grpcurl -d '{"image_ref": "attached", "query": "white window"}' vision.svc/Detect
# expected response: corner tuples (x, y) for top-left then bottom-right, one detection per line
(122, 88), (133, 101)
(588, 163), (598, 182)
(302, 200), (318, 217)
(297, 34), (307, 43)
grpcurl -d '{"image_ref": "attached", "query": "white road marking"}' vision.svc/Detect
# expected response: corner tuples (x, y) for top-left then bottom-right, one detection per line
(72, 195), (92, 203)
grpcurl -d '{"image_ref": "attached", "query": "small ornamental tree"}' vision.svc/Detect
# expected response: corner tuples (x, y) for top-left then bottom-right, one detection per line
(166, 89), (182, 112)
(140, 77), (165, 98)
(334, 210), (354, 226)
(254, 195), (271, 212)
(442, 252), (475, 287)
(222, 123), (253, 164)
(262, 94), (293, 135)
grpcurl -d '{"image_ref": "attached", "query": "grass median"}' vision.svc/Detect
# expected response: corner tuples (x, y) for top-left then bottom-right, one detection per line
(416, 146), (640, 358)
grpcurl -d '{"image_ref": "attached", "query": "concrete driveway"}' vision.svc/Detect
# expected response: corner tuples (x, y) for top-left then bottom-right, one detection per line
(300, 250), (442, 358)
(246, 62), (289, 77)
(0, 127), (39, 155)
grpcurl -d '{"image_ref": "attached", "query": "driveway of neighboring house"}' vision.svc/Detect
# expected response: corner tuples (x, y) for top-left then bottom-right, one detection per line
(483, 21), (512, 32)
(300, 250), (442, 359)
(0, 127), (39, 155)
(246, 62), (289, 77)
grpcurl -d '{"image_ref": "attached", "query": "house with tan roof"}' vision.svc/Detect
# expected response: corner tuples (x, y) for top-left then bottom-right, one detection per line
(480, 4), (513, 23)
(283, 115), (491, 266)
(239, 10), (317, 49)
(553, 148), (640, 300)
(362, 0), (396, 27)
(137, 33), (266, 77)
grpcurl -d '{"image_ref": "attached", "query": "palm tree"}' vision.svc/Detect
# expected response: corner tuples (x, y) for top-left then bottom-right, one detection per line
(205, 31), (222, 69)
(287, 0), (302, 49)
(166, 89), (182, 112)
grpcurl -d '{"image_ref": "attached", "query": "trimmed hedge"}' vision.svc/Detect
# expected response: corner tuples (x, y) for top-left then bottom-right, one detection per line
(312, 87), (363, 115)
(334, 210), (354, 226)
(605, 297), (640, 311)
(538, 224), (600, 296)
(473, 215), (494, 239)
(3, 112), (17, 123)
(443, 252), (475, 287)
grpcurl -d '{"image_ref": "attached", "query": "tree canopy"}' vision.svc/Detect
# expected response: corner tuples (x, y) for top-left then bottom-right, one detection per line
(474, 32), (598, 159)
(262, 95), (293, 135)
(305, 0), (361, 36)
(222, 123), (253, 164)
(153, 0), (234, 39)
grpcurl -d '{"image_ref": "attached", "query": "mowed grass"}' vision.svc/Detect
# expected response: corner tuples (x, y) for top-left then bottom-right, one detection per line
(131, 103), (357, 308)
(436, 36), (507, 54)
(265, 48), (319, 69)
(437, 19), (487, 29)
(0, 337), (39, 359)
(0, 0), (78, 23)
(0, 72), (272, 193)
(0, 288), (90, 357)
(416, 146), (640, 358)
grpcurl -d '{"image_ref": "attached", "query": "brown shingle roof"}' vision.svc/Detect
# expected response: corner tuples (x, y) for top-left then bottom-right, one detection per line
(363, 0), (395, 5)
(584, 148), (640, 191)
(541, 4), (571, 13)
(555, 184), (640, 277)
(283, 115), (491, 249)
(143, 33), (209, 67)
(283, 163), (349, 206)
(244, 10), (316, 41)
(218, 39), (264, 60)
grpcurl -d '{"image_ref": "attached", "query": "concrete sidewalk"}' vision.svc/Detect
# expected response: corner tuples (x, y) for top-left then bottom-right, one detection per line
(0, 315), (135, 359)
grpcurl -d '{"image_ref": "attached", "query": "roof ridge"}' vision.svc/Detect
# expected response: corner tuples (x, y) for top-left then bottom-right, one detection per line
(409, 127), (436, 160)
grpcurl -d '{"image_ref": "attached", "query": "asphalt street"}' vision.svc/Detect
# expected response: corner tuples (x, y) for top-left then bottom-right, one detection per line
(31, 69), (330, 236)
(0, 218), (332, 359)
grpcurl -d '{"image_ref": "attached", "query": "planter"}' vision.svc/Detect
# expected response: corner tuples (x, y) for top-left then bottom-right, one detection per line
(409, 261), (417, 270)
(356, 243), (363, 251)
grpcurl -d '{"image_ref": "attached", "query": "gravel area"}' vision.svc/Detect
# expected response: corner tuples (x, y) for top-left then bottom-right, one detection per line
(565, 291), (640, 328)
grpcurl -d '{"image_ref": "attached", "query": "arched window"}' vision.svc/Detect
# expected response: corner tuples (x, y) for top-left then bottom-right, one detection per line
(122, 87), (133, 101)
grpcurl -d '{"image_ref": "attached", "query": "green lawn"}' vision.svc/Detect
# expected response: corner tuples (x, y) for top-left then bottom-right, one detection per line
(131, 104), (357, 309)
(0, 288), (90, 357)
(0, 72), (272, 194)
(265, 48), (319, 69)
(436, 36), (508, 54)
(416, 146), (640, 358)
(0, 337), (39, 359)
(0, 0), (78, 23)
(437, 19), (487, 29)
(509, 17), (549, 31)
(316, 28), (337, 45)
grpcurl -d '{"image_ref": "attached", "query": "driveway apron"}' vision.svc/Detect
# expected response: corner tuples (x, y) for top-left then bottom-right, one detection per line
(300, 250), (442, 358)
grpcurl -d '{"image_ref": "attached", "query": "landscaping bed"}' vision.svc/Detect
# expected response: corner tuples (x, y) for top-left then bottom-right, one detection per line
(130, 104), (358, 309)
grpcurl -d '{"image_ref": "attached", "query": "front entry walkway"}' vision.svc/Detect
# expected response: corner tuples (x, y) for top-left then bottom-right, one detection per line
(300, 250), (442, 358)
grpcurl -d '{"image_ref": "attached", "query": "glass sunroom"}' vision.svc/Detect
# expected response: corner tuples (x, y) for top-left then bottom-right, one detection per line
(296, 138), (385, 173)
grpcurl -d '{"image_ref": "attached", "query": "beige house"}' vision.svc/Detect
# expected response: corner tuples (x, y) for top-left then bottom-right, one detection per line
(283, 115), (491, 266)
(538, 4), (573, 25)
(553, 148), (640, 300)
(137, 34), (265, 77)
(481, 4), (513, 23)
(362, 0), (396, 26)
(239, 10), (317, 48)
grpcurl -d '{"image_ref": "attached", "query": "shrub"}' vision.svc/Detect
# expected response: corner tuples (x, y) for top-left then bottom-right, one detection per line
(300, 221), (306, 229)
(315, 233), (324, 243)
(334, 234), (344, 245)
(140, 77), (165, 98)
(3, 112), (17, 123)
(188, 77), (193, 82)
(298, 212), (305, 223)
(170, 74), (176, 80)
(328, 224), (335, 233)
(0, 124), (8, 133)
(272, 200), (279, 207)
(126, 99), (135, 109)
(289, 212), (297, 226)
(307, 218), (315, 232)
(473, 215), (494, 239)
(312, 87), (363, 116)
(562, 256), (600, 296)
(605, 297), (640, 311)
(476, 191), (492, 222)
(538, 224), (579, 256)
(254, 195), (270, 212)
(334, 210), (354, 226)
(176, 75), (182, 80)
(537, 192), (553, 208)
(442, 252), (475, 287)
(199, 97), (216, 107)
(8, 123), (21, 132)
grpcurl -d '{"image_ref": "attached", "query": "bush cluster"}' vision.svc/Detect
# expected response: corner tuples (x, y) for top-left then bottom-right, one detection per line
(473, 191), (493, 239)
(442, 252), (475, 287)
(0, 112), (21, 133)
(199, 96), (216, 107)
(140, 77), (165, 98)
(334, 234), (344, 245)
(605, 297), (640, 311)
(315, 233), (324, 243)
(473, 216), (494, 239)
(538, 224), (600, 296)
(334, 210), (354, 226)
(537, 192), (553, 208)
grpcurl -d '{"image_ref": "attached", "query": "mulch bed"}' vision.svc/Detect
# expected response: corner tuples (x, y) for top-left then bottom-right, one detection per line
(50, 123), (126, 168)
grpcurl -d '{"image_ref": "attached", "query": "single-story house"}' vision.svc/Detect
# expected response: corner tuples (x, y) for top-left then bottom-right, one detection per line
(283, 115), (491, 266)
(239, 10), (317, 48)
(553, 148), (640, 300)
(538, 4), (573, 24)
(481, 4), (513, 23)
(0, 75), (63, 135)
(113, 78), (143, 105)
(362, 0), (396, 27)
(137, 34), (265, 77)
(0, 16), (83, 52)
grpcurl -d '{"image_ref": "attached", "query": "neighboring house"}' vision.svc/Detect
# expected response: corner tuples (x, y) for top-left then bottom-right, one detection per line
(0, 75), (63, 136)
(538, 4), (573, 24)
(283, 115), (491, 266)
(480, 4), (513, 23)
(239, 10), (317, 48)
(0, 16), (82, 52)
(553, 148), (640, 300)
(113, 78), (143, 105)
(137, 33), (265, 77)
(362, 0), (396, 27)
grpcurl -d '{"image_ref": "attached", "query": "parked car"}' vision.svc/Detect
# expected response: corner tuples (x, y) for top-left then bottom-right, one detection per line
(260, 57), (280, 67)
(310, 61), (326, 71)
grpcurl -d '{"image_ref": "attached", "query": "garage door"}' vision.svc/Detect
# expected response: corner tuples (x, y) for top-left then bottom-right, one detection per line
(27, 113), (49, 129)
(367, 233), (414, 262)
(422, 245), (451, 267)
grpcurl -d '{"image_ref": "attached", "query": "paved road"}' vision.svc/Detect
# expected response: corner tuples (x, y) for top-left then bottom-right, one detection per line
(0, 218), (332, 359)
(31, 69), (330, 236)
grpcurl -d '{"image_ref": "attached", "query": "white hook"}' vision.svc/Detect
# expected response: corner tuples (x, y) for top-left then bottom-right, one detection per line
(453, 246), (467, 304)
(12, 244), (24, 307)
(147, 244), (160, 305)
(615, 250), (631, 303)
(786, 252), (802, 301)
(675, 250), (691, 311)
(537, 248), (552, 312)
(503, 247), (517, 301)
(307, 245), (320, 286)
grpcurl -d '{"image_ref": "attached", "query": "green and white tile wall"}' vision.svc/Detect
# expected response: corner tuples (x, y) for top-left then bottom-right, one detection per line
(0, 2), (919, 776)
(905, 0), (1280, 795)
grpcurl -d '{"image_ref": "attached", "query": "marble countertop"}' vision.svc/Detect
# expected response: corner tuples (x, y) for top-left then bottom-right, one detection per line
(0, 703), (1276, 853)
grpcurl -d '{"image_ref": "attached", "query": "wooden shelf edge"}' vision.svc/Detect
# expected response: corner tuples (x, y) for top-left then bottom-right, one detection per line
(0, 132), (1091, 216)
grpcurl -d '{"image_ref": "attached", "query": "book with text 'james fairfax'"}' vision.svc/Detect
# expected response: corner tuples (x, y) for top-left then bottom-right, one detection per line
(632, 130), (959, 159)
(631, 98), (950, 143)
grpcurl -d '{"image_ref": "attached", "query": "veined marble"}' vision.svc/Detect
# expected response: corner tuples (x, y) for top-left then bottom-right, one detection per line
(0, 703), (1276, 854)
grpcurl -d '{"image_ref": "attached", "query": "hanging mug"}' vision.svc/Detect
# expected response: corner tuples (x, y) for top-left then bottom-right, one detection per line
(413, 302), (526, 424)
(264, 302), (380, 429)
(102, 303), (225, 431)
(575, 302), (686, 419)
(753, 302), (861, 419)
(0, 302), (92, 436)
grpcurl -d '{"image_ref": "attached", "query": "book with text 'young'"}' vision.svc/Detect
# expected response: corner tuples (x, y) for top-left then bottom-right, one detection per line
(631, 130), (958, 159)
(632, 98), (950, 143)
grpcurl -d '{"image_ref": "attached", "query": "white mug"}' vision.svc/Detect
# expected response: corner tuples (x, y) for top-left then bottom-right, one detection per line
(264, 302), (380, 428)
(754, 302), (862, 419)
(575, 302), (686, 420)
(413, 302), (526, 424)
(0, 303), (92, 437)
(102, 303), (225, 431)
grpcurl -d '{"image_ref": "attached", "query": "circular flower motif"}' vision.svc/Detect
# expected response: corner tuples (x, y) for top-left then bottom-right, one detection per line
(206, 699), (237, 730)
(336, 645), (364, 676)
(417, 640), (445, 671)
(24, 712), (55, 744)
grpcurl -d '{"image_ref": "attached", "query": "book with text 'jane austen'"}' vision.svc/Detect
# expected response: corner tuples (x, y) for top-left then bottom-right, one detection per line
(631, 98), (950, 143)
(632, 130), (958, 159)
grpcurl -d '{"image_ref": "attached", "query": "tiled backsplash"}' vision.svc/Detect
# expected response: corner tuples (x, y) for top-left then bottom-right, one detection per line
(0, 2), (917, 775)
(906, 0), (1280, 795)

::::::::

*WHAT IS NEEDED*: Only the number of lines in the data that hold "grass" should be stated.

*SOLVED EXERCISE*: 2